# What the exercise asks
What follows are records. Restate all of them word for word.

# Exercise inputs

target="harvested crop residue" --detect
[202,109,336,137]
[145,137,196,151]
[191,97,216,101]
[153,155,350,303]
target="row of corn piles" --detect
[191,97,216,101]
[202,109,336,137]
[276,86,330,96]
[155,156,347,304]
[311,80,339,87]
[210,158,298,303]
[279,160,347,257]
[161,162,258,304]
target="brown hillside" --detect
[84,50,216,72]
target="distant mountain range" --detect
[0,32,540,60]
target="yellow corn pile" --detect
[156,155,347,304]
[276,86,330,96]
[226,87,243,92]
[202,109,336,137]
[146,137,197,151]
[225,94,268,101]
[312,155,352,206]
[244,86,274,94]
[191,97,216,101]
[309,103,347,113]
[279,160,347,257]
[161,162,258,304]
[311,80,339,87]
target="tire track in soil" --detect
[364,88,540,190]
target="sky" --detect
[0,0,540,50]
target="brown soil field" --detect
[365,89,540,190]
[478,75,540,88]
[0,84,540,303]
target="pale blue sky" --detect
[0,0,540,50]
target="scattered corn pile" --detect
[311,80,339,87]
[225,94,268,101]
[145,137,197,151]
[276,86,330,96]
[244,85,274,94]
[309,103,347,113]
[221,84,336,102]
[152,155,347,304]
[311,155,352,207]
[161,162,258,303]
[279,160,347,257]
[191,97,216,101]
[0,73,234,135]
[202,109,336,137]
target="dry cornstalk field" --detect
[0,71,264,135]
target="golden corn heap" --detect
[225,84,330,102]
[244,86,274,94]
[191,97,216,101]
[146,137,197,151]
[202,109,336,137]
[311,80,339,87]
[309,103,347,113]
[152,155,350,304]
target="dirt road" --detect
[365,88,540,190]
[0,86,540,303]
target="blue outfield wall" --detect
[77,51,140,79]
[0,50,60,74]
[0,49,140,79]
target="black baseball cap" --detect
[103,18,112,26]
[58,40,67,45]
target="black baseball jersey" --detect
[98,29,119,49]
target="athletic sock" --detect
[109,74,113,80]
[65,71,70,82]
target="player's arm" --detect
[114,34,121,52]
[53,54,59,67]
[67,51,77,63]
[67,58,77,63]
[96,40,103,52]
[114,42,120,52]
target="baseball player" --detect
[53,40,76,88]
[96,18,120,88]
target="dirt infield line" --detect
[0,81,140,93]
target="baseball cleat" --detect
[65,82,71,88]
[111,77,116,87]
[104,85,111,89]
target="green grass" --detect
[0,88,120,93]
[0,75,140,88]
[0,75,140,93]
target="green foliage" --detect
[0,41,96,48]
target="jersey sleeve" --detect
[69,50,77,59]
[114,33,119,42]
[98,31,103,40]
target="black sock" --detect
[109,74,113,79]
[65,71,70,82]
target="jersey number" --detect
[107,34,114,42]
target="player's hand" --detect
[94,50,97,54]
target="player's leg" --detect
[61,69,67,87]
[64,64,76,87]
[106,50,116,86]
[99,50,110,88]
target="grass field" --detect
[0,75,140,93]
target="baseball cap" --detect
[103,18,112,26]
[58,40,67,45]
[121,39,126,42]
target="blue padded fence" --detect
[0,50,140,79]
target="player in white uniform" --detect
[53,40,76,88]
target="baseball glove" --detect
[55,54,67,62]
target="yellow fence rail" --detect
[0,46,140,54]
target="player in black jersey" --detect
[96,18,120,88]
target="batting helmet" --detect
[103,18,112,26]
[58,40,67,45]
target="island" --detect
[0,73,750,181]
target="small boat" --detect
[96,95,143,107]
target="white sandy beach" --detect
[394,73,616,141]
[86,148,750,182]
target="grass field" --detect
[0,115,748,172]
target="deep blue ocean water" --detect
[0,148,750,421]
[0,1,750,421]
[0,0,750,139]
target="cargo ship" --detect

# Final result
target="harvested crop residue" --detect
[202,109,336,137]
[145,137,196,151]
[191,97,216,101]
[153,155,350,303]
target="row of corn piles" --detect
[191,97,216,101]
[202,109,336,137]
[276,86,330,96]
[155,156,347,304]
[311,80,339,87]
[210,158,298,303]
[279,160,347,257]
[161,162,258,304]
target="brown hillside" --detect
[84,50,216,72]
target="distant mountain range" --detect
[0,32,540,60]
target="yellow corn pile" --detect
[156,155,347,304]
[276,86,330,96]
[226,87,243,92]
[202,109,336,137]
[146,137,197,151]
[225,94,268,101]
[312,155,352,206]
[244,86,274,94]
[191,97,216,101]
[309,103,347,113]
[279,160,347,257]
[161,162,258,304]
[311,80,339,87]
target="tire track in soil" --detect
[364,88,540,190]
target="sky" --detect
[0,0,540,50]
target="brown soil field" --detect
[365,89,540,190]
[478,75,540,88]
[0,84,540,303]
target="pale blue sky" --detect
[0,0,540,50]
target="scattered corn pile" --detect
[311,80,339,87]
[225,94,268,101]
[145,137,197,151]
[276,86,330,96]
[244,85,274,94]
[309,103,347,113]
[221,84,336,102]
[152,155,347,304]
[311,155,352,207]
[161,162,258,303]
[279,160,347,257]
[191,97,216,101]
[0,73,234,135]
[202,109,336,137]
target="dry cornstalk field" --detect
[0,71,264,135]
target="golden corn heap" --detect
[225,84,330,102]
[244,86,274,94]
[191,97,216,101]
[146,137,197,151]
[202,109,336,137]
[311,80,339,87]
[309,103,347,113]
[152,155,350,304]
target="dirt road" --detect
[365,88,540,190]
[0,86,540,303]
target="blue outfield wall" --detect
[77,51,140,79]
[0,50,60,74]
[0,49,140,79]
target="black baseball cap" --detect
[103,18,112,26]
[58,40,67,45]
target="black baseball jersey" --detect
[98,29,119,49]
target="athletic sock" --detect
[109,74,113,80]
[65,71,70,82]
target="player's arm" --detect
[114,34,121,52]
[53,54,59,67]
[67,51,77,63]
[67,58,77,63]
[96,40,103,52]
[114,42,120,52]
target="baseball player" --detect
[53,40,76,88]
[96,18,120,88]
target="dirt infield line" --detect
[0,81,140,93]
target="baseball cleat" --detect
[65,82,71,88]
[111,77,116,87]
[104,85,111,89]
target="green grass" --detect
[0,88,120,93]
[0,75,140,88]
[0,75,140,93]
target="green foliage" --detect
[0,41,96,48]
target="jersey sleeve" --detect
[69,50,77,59]
[114,33,119,42]
[98,31,103,40]
target="black sock" --detect
[109,74,113,79]
[65,71,70,82]
target="jersey number" --detect
[107,34,114,42]
target="player's hand" --detect
[94,50,97,54]
target="player's leg" --detect
[61,69,67,87]
[64,64,76,87]
[106,50,116,86]
[99,50,110,88]
target="grass field" --detect
[0,75,140,93]
target="baseball cap" --detect
[103,18,112,26]
[58,40,67,45]
[121,39,126,42]
target="blue padded fence" --detect
[0,50,140,79]
target="player in white uniform" --detect
[53,40,76,88]
target="baseball glove" --detect
[55,54,67,62]
target="yellow fence rail" --detect
[0,46,140,54]
target="player in black jersey" --detect
[96,18,120,88]
target="batting helmet" --detect
[103,18,112,26]
[58,40,67,45]
target="island" --detect
[0,73,750,181]
target="small boat" --detect
[96,95,143,107]
target="white sandy beach" --detect
[394,73,616,141]
[86,148,750,182]
target="grass field" --detect
[0,115,748,172]
target="deep blue ocean water" --detect
[0,148,750,421]
[0,1,750,421]
[0,0,750,139]
target="cargo ship" --detect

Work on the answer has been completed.